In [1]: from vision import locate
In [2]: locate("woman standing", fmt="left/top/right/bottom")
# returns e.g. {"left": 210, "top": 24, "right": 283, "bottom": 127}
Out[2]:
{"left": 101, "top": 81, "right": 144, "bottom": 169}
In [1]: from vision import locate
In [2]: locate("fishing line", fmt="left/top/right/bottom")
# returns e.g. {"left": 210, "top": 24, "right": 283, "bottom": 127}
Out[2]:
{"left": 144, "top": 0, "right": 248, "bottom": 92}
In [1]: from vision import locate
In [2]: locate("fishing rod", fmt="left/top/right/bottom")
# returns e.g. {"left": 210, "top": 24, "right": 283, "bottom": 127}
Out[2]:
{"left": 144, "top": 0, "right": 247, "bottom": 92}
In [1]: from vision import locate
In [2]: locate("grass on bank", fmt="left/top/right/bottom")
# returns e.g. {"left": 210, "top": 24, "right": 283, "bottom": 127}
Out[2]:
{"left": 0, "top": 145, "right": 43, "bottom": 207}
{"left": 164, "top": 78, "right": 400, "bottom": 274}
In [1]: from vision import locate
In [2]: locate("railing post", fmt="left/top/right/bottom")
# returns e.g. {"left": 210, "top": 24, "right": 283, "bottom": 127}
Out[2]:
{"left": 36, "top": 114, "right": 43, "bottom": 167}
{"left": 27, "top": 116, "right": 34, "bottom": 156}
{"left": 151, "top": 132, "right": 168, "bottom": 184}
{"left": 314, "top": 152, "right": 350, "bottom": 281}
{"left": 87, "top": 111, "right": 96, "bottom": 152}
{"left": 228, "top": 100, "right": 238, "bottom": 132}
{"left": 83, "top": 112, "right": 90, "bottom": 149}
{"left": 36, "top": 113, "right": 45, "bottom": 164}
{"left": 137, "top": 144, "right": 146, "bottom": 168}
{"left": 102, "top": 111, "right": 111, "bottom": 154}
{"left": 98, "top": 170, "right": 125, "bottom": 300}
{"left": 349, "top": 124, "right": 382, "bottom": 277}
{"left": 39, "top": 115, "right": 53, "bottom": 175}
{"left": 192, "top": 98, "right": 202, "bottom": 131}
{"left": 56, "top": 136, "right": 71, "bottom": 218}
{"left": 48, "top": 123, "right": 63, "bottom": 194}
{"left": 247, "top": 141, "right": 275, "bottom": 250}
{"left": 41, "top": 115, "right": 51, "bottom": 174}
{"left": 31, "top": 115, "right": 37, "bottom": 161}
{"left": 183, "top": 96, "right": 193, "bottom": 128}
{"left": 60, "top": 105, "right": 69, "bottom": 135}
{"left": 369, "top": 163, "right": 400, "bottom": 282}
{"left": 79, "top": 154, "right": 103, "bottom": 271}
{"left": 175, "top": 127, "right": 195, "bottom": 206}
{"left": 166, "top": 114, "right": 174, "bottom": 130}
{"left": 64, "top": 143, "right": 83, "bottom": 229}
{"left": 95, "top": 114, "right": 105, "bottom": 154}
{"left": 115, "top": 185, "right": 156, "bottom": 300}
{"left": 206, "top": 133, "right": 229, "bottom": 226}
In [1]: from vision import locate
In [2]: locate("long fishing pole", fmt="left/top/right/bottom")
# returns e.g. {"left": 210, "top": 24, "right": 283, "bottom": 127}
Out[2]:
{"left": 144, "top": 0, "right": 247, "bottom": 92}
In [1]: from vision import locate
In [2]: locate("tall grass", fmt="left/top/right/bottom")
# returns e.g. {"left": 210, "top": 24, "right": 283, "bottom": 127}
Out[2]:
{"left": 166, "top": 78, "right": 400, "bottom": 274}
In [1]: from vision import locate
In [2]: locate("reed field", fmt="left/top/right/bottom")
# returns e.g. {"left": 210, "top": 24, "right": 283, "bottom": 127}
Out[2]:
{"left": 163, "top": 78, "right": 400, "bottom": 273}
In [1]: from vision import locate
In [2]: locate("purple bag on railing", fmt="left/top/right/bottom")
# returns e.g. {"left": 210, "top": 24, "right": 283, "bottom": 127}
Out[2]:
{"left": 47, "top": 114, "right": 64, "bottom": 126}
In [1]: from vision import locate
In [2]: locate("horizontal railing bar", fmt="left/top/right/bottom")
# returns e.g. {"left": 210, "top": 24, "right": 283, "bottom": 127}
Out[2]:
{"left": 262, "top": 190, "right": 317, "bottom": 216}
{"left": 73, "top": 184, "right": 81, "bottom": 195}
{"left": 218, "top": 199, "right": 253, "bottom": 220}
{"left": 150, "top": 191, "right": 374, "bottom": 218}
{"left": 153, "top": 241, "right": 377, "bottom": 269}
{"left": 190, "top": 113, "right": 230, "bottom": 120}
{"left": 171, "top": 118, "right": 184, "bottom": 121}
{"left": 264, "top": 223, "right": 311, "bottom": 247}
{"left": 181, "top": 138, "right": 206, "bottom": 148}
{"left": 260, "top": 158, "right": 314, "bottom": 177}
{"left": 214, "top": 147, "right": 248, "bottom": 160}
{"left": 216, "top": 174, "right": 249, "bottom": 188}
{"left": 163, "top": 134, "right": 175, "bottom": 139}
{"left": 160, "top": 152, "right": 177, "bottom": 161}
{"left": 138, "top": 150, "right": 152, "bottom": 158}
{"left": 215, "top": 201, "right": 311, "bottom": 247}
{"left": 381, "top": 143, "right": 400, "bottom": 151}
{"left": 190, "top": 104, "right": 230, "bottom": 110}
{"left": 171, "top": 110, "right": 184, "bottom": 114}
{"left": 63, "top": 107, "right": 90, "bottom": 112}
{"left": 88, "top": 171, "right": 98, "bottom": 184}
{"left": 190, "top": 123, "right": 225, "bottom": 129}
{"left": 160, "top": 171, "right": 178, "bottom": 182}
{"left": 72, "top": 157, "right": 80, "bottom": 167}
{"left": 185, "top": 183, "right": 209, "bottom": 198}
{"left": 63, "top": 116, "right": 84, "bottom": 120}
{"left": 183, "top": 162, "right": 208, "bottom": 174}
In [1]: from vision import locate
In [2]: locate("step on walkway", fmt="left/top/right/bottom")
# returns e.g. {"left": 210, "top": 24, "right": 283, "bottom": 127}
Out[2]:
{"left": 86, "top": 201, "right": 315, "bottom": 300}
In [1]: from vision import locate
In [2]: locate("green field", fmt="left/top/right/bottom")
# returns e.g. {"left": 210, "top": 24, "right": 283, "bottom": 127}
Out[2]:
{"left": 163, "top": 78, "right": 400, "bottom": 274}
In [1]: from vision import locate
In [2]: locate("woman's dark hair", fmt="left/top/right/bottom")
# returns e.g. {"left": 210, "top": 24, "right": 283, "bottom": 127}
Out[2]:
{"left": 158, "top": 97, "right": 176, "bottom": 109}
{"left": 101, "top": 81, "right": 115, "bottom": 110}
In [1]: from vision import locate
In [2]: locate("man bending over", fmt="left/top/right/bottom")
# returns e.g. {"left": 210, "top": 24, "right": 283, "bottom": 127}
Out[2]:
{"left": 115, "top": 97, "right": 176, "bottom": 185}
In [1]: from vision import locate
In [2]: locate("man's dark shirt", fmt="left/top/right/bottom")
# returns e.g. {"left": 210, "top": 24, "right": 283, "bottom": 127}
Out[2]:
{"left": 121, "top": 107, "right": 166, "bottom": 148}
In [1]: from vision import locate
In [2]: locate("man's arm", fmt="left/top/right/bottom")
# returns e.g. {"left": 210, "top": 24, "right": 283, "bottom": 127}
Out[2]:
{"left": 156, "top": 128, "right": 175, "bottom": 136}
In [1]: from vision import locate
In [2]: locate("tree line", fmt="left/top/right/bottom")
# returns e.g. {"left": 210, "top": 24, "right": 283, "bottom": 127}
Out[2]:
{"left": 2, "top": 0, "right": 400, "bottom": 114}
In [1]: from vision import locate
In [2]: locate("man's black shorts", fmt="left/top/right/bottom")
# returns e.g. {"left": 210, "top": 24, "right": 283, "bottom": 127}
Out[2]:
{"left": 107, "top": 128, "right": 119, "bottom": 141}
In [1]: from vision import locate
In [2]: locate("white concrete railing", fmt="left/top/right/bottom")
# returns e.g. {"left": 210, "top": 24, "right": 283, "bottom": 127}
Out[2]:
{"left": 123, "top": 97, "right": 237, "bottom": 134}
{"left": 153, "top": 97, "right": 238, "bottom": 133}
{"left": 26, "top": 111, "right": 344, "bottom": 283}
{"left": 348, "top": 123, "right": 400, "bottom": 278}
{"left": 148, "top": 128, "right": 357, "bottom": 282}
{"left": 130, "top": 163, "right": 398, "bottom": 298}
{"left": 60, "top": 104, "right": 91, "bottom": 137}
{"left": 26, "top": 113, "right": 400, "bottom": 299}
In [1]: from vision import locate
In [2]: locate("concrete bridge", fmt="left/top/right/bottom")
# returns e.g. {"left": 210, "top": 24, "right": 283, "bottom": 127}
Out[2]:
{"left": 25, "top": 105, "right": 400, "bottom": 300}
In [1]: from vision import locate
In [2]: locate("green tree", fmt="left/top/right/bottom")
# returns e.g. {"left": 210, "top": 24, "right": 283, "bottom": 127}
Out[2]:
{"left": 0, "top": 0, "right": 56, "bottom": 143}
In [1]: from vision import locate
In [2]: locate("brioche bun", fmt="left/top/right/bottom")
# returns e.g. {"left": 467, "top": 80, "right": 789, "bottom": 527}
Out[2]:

########

» Problem requirements: What lines in the data above contain the word "dark"? Copy them all.

» Response:
In [2]: locate("woman's dark hair", fmt="left/top/right/bottom")
In [2]: locate("man's dark shirt", fmt="left/top/right/bottom")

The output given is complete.